TASK
Continue the write-up on detecting unusual options activity by dollars invested, picking up right after the last line of its code.

GIVEN PASSAGE
* * * * * * * * *
The problem with conventional “unusual activity” tools

Every retail options platform offers some form of unusual activity alerts. Most of them are wrong in the same ways.

The standard approach flags contracts where daily volume exceeds some multiple of open interest. That catches some real signals, but has three structural problems:

What actually signals institutional conviction is dollars invested.

The key data source: per-second options bars

The core ingredient is 1-second aggregation bars for options contracts. Massive.com (formerly Polygon.io, which many algo traders will recognize) provides exactly this through their aggregated bars API.

Their Starter plan covers options data at around $29/month. Given the decisions you’re making on it, that’s one of the cheaper edges available to retail traders. The Python client is clean:

from massive import RESTClient

client = RESTClient(api_key="your_key_here")

for bar in client.list_aggs(
"O:NVDA260320C00180000", # option ticker format
1, # multiplier
"second", # timespan
"2026-03-17", # from
"2026-03-17", # to
adjusted="true",
sort="asc",
limit=50000,
):
print(bar.timestamp, bar.vwap, bar.volume, bar.transactions)

Each bar includes VWAP, contracts traded, and — critically — transactions: the number of individual trades that composed the bar. If transactions == 1 and volume == 2000, that's a single block trade. There is no ambiguity.

Step 1: Pre-filter with Yahoo Finance

Before hitting the Massive API for every contract on a liquid underlying (which can mean thousands of strikes × expiries), I do a cheap screen using Yahoo Finance option chains via yfinance. This is free, no API key required.

Goal: find contracts with anomalously large dollar invested on the most recent trading day.

from trading_skills.options import get_expiries, get_option_chain
from trading_skills.utils import latest_trading_date
from dateutil.relativedelta import relativedelta
from datetime import date
import pandas as pd

UNDERLYING = "NVDA"
MAX_MONTHS = 2 # only near-term expiries
SIGMA = 3.0 # outlier threshold

ref_date = latest_trading_date()
expiry_max = ref_date + relativedelta(months=MAX_MONTHS)

rows = []
for expiry in get_expiries(UNDERLYING):
if date.fromisoformat(expiry) > expiry_max:
continue
chain = get_option_chain(UNDERLYING, expiry)
if "error" in chain:
continue
for opt_type, contracts in [("call", chain["calls"]), ("put", chain["puts"])]:
for c in contracts:
rows.append({**c, "expiry": expiry, "type": opt_type})

df = pd.DataFrame(rows)

# Filter to contracts that actually traded today (or previous session)
df["tradeDate"] = (
pd.to_datetime(df["lastTradeDate"], utc=True)
.dt.tz_convert("America/New_York")
.dt.date
)
* * * * * * * * *
PROVIDED DATA
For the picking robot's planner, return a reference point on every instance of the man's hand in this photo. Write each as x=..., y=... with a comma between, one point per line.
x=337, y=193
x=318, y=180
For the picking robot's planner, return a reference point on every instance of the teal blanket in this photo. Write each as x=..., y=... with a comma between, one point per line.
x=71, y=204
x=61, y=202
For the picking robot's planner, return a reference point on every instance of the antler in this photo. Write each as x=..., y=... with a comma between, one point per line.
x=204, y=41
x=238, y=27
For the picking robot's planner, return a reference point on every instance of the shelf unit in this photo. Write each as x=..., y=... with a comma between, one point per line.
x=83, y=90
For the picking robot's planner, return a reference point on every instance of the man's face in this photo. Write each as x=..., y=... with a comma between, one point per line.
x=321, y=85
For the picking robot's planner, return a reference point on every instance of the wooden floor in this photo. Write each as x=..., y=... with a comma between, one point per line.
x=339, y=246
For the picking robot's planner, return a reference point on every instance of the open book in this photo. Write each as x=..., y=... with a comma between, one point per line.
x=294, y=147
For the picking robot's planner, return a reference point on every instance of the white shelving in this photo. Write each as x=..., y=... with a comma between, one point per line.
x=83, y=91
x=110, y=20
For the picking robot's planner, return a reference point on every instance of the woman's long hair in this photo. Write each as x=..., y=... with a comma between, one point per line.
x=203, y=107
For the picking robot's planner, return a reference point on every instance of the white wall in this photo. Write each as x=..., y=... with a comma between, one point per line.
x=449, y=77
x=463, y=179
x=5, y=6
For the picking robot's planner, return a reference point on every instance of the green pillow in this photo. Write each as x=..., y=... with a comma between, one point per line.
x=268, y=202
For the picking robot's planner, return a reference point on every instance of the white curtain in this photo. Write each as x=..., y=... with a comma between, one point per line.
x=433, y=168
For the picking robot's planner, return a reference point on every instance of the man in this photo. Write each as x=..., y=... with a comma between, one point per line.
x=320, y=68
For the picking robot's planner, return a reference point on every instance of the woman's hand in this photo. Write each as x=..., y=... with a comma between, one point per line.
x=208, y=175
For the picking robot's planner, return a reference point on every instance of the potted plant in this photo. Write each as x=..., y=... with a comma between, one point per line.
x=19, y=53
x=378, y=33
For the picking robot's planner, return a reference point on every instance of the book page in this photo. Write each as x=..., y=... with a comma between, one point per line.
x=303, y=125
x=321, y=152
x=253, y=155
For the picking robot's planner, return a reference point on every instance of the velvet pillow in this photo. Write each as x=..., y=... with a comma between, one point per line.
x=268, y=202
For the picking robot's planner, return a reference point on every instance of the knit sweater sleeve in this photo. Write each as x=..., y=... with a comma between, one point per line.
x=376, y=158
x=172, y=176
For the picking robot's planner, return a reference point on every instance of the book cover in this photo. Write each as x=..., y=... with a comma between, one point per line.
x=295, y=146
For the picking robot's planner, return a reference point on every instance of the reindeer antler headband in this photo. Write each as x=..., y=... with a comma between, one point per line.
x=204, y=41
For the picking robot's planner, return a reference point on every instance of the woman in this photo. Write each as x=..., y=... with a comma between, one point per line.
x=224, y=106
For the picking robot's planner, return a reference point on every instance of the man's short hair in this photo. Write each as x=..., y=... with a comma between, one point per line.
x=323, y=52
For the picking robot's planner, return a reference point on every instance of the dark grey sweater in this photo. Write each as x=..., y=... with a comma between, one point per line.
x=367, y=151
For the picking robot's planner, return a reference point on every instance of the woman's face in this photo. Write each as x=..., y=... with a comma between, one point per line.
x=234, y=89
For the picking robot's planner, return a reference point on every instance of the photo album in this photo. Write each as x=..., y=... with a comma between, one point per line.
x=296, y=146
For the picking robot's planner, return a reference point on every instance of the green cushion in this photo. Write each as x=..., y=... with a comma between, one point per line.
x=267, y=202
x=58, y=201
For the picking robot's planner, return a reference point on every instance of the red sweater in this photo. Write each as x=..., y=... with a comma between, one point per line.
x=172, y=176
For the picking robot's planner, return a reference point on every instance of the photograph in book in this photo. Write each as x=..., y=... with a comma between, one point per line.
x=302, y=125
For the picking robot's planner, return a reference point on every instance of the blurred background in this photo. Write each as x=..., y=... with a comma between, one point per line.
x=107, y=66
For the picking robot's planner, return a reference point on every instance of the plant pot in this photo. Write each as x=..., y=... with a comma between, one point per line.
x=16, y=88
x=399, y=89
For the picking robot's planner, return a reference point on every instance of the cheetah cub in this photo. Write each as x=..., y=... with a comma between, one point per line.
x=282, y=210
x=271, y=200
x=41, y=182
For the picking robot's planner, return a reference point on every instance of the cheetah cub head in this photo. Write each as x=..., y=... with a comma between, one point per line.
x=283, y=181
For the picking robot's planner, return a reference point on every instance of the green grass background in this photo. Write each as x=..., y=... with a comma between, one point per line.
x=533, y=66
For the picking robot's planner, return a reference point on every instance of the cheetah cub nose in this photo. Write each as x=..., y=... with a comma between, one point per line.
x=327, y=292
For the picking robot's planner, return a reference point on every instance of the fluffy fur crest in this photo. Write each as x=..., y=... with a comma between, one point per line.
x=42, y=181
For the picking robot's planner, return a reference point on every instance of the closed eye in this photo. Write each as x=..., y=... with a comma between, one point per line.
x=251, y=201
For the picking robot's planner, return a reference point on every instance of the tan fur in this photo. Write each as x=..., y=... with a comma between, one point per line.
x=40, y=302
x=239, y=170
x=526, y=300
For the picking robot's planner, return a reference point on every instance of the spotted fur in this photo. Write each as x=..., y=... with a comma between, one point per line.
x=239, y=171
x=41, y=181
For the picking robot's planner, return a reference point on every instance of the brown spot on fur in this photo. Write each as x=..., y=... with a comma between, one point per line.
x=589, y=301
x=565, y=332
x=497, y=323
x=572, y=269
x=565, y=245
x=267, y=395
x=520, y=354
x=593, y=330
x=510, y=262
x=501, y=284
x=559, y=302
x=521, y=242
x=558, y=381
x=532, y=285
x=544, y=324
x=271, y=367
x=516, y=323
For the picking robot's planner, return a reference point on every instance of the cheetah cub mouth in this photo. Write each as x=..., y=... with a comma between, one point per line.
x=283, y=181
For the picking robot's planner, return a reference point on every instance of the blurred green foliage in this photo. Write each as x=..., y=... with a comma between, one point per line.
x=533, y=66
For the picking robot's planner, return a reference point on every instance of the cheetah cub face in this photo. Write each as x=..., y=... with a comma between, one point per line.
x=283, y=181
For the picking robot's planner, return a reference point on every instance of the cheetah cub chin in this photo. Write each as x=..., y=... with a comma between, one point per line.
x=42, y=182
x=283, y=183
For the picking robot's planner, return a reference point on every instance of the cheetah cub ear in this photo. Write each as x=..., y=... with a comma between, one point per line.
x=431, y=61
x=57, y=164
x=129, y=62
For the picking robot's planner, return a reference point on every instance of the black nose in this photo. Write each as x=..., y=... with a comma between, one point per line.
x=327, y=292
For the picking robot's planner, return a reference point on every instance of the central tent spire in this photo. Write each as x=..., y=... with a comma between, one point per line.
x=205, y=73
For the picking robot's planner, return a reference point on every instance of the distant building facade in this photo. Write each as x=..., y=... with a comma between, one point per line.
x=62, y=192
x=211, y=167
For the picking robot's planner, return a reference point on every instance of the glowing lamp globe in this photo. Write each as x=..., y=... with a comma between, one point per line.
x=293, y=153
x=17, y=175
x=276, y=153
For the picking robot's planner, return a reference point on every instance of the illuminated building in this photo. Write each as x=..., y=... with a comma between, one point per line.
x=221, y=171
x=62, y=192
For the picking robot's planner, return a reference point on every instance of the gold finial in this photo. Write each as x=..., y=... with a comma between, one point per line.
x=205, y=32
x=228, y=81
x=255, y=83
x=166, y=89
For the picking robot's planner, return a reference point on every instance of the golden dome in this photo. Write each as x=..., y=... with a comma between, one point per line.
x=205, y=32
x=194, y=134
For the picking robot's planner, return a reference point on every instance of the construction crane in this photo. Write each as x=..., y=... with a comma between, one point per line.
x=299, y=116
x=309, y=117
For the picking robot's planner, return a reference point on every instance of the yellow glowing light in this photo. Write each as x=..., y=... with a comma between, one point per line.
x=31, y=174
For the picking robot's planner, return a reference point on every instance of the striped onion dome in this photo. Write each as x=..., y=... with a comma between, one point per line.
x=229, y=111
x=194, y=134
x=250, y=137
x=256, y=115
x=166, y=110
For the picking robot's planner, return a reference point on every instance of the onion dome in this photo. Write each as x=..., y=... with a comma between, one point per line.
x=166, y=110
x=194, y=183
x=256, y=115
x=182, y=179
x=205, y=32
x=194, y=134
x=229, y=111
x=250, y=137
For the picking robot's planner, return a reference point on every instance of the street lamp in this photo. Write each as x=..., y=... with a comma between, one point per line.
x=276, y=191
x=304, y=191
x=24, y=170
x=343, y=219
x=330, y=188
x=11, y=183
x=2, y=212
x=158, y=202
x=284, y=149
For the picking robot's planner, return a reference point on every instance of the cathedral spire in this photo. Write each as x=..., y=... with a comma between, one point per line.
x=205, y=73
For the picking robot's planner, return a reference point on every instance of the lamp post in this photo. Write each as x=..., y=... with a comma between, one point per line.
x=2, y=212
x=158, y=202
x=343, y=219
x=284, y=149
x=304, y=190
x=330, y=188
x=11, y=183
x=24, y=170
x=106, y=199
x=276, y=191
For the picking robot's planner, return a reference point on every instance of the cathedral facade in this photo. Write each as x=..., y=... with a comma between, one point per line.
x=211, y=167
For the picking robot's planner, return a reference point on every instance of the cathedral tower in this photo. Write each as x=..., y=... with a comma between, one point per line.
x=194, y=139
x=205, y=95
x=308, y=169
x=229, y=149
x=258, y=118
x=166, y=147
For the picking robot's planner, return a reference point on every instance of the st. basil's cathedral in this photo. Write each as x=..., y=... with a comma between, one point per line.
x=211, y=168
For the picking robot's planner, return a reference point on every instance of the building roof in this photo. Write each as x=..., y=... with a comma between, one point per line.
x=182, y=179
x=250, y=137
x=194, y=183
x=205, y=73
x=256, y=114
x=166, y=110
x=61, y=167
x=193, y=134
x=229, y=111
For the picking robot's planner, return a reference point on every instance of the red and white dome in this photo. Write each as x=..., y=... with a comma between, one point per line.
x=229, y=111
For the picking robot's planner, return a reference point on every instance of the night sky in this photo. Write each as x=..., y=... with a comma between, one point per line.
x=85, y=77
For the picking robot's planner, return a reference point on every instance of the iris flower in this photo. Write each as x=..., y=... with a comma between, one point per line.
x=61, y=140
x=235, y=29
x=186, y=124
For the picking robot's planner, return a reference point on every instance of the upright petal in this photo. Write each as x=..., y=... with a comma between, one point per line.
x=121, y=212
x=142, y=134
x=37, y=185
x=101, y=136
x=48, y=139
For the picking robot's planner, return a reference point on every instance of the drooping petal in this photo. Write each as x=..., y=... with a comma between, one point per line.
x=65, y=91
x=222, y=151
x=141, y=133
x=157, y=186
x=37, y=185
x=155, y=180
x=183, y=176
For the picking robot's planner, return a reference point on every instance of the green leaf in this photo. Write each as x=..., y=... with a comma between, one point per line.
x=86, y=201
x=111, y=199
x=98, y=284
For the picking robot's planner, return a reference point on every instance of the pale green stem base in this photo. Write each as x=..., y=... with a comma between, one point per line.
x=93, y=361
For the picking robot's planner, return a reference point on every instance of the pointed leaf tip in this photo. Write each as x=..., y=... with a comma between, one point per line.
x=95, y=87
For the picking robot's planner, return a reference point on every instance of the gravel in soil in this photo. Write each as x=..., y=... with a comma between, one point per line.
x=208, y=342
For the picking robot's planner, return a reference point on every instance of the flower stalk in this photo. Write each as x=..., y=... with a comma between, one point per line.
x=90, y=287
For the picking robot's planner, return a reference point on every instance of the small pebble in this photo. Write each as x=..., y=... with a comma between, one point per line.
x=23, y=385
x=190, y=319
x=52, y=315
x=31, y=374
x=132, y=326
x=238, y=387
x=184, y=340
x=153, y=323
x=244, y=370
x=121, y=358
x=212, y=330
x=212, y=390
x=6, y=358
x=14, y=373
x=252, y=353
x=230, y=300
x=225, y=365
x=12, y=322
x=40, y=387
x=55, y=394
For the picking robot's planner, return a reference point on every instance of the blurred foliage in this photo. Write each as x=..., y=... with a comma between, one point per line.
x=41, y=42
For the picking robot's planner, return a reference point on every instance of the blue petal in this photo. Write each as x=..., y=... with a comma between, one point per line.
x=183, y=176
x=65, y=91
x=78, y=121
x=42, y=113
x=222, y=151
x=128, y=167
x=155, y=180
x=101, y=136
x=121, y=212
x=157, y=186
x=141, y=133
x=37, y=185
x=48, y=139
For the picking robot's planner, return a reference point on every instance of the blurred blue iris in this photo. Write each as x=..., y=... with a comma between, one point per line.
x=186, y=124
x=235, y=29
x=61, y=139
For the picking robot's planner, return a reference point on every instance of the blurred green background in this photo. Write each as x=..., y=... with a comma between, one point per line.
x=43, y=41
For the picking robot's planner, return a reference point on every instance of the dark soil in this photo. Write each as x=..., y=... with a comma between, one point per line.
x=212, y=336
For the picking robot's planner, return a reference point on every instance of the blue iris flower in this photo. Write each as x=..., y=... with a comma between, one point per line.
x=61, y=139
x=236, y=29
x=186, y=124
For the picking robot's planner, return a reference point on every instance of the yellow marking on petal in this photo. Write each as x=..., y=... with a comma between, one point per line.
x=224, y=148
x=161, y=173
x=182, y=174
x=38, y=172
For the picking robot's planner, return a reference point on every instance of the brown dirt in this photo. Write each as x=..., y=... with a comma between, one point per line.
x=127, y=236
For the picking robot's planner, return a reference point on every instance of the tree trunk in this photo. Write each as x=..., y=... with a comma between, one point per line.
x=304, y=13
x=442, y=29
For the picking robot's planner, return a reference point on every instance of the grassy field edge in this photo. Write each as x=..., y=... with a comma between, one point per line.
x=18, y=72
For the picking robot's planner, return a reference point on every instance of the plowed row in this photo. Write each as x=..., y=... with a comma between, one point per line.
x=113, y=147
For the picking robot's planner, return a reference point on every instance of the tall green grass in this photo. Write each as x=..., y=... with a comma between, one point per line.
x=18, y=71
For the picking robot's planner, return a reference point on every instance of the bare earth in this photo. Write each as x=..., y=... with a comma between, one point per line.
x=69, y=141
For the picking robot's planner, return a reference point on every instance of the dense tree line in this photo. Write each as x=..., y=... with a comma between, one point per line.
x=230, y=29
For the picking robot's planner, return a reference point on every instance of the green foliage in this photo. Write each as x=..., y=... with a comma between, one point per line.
* * * * * * * * *
WRITTEN RESPONSE
prev_date = ref_date - pd.offsets.BDay(1)
df = df[df["tradeDate"].isin([ref_date, prev_date.date()])].copy()

# Dollar invested = lastPrice × volume × 100
df["invested"] = (df["lastPrice"].fillna(0) * df["volume"].fillna(0) * 100).round(2)
active = df[df["invested"] > 0].copy()

# Flag outliers: invested > median + sigma * std
median_inv = active["invested"].median()
threshold = median_inv + SIGMA * active["invested"].std()
candidates = active[active["invested"] > threshold].sort_values("invested", ascending=False)

print(f"Found {len(candidates)} candidates from {len(active)} active contracts")

This narrows 400–800 contracts to 5–15 candidates. Those get the per-second treatment.

Step 2: Per-second whale detection

For each candidate, pull all 1-second bars from Massive and find the seconds with anomalous dollar investment:

from trading_skills.massive.whales import option_whales

CONTRACT = "O:NVDA260410C00180000"
DATE = "2026-04-02"

whales, all_bars = option_whales(CONTRACT, trading_date=DATE, return_all=True)

print(f"Total seconds with data: {len(all_bars)}")
print(f"Whale seconds detected: {len(whales)}")
print(whales[["timestamp", "close", "volume", "transactions", "invested", "break_even"]])

break_even is the underlying price at expiry where the trade is flat: for calls, strike + premium; for puts, strike - premium. It's a quick proxy for how far the stock needs to move for the institution to profit.

The detection algorithm

Naive thresholding breaks down on thinly-traded contracts because investment distributions are wildly non-Gaussian. I use a two-method adaptive approach based on sample size.

Small samples (n < 30 active bars): Modified Z-Score

When few bars have positive investment, the standard deviation is unstable. A single large value inflates σ — which raises the threshold and obscures the very event you’re trying to find. The Modified Z-Score (Iglewicz & Hoaglin, 1993) uses MAD (Median Absolute Deviation) instead:

MAD = median(|xi − median(x)|) 
Mzi = 0.6745 × (xi − median(x)) / MAD

Flag as whale if Mzi > sigma_z (default 3.5). The 0.6745 factor makes MAD equivalent to σ on normally-distributed data, so the threshold is on the same scale as a standard-deviation cutoff - but far more resistant to contamination from the outlier you're trying to detect.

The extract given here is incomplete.